Challenge: Rewrite every entry below, replacing "pedestrian walking" with "person on foot" and leaving everything else unchanged. Omit the pictures from your answer.

Data entries:
--*--

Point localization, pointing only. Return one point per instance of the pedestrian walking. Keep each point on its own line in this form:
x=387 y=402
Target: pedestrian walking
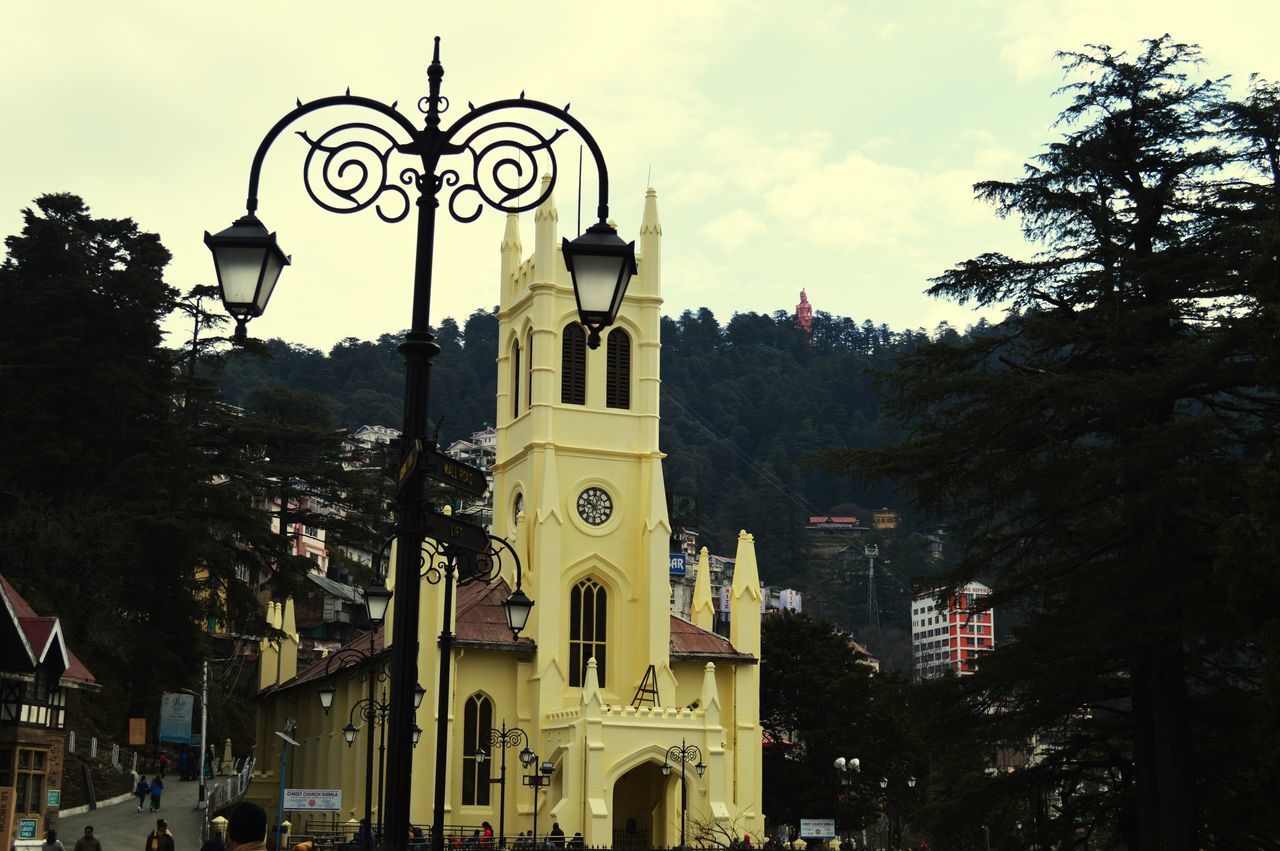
x=160 y=838
x=51 y=842
x=88 y=842
x=156 y=791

--*--

Answer to this task:
Point localization, pointing only. Return one point per instance of the person on foot. Keep each point on its own line in this form:
x=387 y=402
Target: person on foot
x=160 y=838
x=51 y=842
x=88 y=842
x=156 y=791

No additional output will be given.